_Aim of the exercise_:
Reproduce all of the data below word for word, leaving out the pictures.

(Excerpts from point annotation data)
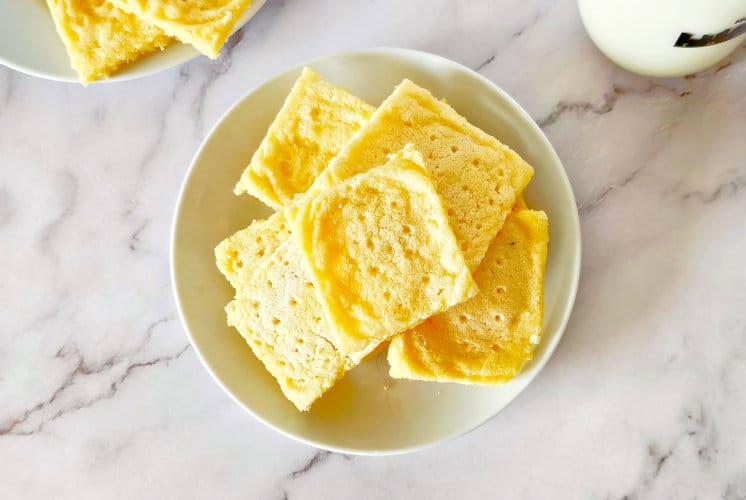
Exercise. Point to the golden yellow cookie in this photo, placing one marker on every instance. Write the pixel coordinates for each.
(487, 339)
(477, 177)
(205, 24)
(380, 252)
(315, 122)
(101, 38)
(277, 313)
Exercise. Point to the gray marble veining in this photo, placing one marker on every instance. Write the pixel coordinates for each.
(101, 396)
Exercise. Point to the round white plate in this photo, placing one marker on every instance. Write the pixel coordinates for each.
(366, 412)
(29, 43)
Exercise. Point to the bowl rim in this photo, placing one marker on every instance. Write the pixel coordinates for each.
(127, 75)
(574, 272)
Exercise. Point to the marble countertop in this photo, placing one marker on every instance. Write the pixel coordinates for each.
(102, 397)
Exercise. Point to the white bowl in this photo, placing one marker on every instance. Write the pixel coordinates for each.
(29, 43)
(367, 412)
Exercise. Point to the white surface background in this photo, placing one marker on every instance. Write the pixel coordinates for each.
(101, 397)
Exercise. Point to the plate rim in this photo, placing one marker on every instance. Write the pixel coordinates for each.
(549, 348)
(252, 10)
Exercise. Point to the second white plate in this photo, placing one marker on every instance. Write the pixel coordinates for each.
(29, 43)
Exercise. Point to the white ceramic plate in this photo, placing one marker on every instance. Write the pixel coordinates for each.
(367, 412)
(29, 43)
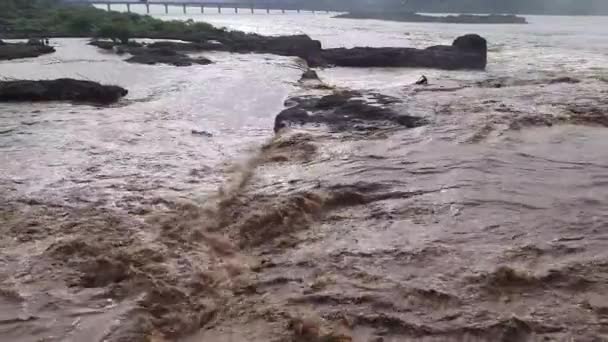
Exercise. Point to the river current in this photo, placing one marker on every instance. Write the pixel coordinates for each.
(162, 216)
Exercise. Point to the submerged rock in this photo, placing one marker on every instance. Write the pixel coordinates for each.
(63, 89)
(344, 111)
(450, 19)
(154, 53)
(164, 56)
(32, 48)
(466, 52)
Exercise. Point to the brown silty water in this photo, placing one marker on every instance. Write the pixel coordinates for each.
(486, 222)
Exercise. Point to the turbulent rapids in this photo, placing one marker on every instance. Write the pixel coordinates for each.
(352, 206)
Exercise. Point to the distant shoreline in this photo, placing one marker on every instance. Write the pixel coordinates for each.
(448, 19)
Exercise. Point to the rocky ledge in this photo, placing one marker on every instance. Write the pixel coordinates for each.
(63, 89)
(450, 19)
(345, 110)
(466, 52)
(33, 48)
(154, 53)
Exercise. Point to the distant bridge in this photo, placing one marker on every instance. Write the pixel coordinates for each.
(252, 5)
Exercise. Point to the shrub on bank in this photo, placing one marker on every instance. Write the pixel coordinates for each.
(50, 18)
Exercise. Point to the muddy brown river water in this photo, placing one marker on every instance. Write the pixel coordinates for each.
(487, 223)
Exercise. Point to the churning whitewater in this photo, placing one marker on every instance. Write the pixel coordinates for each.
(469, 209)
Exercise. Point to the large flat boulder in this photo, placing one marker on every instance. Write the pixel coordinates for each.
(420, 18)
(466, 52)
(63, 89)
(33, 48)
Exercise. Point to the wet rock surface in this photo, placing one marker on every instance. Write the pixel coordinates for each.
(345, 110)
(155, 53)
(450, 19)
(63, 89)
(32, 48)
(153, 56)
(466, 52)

_Final result_:
Exercise. Point to the golden yellow cookie in this photo, placing one marker on every instance. Write the pixel coordinates for each.
(487, 339)
(477, 177)
(205, 24)
(380, 252)
(315, 122)
(101, 38)
(277, 313)
Exercise. Point to the gray marble veining in this photo, placing one marker on every instance. Write the pixel coordinates for each.
(101, 396)
Exercise. Point to the round white plate in this photo, placing one marker on every instance. Write the pixel coordinates for each.
(366, 412)
(29, 43)
Exercise. Point to the bowl rim in this photo, placing one marker on every instance. Write the pixel coordinates for each.
(127, 75)
(574, 272)
Exercise. Point to the marble countertop in this photo, placing one marker on every instance. Write the pixel coordinates for each.
(102, 397)
Exercise. Point to the white bowl in this photo, placing one marker on every instance. Write the pixel coordinates for each.
(29, 43)
(367, 412)
Exercise. Point to the white surface background in this photo, placing one marker on every instance. Write the pixel coordinates for each.
(101, 397)
Exercise. Point to the plate rim in this photo, placing one marker on every instance. Write the pixel coordinates for each.
(549, 348)
(252, 10)
Exercise. Point to the second white plate in this photo, placing one marker on every instance. Write the pixel coordinates for each.
(29, 43)
Exercise. Point to the white ceramic plate in this photo, placing one marker on every instance. Write the pixel coordinates for each.
(367, 412)
(29, 43)
Exercise. Point to the river current in this photo, placing one marker on every instance. Write the pixel coordinates for each.
(162, 216)
Exercise. Point to the submerged rock in this photo, placing one marker on every instance. Write the pixel coordinates for each.
(63, 89)
(344, 111)
(450, 19)
(154, 53)
(164, 56)
(32, 48)
(466, 52)
Exercise. Point to the brown silty water in this photo, placing one marker on every instance. Write the pixel coordinates for each.
(486, 222)
Exercise. Point to the turbulent rapids in this photo, placing one marker on every instance. Write the pixel coordinates for each.
(352, 206)
Exercise. Point to the distant shoreline in this photo, placing one marker on every instance. Write the pixel coordinates for each.
(448, 19)
Exercise. Point to the rocky ledge in this photo, placing one marker on every instance. Write the pixel coordinates for each.
(63, 89)
(450, 19)
(345, 110)
(466, 52)
(33, 48)
(154, 53)
Exercise. Point to the distant bridge in this photo, placing one marker on every instance. Write the pixel coordinates for each.
(252, 5)
Exercise. Point to the shrub on bank in this photo, placing one marker on every instance. Write the pixel coordinates for each.
(50, 18)
Exercise. Point to the muddy brown river water in this photo, placing one marker on every instance. Write the pixel coordinates for each.
(487, 223)
Exercise. Point to the churning whitewater in this photo, placing one marker on every instance. Write the pixel coordinates for each.
(469, 209)
Exercise. Point to the large flat boulder in this photo, placing one marker on every instance. Write the pixel coordinates for each.
(420, 18)
(466, 52)
(63, 89)
(33, 48)
Exercise. Point to the wet rock surface in this photo, placing one marker on every instance. Write the pixel coordinates for each.
(345, 110)
(155, 53)
(450, 19)
(63, 89)
(32, 48)
(153, 56)
(466, 52)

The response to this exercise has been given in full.